Refugee Livelihoods

Investing for success: a new way to help refugees improve their livelihoods

We are supporting the first ever development impact bond for refugees, an innovative finance model that sets out to improve refugees’ livelihoods in Jordan and Lebanon.

Imagine trying to start again in another country after fleeing from a conflict. You’ve lost everything—your home, your job or business, your savings. Even if you’re legally allowed to work, you’re competing with local residents and other refugees for limited opportunities. If you’re a woman or a young person, perhaps this is the first time you’ve ever had to work. What do you do?

For many refugees, the only option is to rely on humanitarian aid. But this isn’t a long-term solution. Refugees need dignified work that enables them to support their families.

Lack of funding

Lebanon and Jordan host more than two million refugees between them, most of whom come from Syria. This puts huge pressure on their economies and creates social tensions. There’s also a lack of long-term funding for programmes to help refugees improve their livelihoods.

That’s whythe IKEA Foundation is supporting the scale-up of a programme by the Near East Foundation in Lebanon and Jordan. The programme will help refugees and people from host communities gain the skills they need to set up small enterprises and create safe and stable livelihoods.

Development impact bond

The programme is financed through a development impact bond. This is a financial model where social investors provide capital to roll out a development programme. Outcome funders pay back the investors if—and only if—the programme achieves measurable social outcomes. These are independently evaluated.

Per Heggenes, IKEA Foundation CEO, says: “We’re supporting the development impact bond as an outcome funder because it is an innovative way to help refugees become self-reliant in the long-term. We believe that by paying for success, we can attract more funding towards refugee livelihoods and encourage programmes that have the biggest impact.”

···

ACTIVITY: Rewrite the refugee livelihoods text from "For many refugees, the" to "and stable livelihoods.", changing "humanitarian aid" to "emergency assistance".

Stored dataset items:
···

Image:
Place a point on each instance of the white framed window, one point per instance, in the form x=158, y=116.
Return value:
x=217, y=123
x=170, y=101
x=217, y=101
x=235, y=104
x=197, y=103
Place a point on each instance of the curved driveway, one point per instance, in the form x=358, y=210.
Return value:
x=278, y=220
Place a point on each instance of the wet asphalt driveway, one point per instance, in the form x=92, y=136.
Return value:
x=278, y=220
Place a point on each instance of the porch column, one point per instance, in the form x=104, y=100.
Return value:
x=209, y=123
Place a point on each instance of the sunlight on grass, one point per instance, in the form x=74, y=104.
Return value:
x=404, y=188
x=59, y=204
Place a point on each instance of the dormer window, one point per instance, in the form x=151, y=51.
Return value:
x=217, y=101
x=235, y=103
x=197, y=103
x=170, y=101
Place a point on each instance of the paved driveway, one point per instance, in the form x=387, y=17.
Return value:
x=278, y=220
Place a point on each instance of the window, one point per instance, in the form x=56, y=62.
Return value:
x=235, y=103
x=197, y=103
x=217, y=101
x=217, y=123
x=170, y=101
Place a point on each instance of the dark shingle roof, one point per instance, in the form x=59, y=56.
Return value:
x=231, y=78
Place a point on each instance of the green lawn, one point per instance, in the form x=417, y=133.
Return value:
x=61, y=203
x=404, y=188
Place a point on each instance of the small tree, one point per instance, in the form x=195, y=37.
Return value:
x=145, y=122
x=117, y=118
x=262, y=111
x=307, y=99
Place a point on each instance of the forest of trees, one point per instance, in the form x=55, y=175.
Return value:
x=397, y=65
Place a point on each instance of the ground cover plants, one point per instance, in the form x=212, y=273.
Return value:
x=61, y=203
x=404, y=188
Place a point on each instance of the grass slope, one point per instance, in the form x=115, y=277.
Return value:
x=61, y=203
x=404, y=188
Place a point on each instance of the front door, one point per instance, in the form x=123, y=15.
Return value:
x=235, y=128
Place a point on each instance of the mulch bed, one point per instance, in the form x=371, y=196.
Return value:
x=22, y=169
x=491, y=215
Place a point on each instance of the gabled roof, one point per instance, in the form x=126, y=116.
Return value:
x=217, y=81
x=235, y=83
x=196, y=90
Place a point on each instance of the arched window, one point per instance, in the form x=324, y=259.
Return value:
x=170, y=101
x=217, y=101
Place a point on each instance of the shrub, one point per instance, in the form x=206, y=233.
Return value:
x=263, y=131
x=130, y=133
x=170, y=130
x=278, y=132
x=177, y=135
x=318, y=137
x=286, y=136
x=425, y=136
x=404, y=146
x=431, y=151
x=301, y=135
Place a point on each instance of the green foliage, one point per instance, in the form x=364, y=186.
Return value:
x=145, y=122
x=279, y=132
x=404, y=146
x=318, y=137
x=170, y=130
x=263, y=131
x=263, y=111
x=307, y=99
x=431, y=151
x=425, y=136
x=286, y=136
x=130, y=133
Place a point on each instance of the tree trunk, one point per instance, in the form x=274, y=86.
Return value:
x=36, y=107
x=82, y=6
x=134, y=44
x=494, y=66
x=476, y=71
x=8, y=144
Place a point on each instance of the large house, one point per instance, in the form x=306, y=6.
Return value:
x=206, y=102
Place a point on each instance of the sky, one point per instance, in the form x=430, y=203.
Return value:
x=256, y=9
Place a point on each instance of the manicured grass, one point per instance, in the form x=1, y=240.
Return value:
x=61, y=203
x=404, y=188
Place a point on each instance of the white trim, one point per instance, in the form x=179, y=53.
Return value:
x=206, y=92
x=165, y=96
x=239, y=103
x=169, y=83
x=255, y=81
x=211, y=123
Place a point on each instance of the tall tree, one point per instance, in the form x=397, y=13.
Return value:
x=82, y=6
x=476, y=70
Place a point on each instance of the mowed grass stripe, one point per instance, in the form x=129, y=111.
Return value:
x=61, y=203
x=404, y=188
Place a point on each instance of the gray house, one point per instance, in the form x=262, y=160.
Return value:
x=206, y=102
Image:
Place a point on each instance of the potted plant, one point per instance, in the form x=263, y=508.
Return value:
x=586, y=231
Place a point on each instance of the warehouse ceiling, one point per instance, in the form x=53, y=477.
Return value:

···

ANSWER TO THE PROBLEM:
For many refugees, the only option is to rely on emergency assistance. But this isn’t a long-term solution. Refugees need dignified work that enables them to support their families.

Lack of funding

Lebanon and Jordan host more than two million refugees between them, most of whom come from Syria. This puts huge pressure on their economies and creates social tensions. There’s also a lack of long-term funding for programmes to help refugees improve their livelihoods.

That’s whythe IKEA Foundation is supporting the scale-up of a programme by the Near East Foundation in Lebanon and Jordan. The programme will help refugees and people from host communities gain the skills they need to set up small enterprises and create safe and stable livelihoods.